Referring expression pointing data
______________________________

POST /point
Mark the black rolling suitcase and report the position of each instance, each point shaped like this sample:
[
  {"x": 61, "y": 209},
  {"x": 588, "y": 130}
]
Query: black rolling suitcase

______________________________

#### Required work
Whatever is in the entries above, write it out exactly.

#### Solution for this problem
POST /point
Mark the black rolling suitcase and report the position of each instance, each point shaped like this sample:
[
  {"x": 61, "y": 209},
  {"x": 588, "y": 130}
]
Query: black rolling suitcase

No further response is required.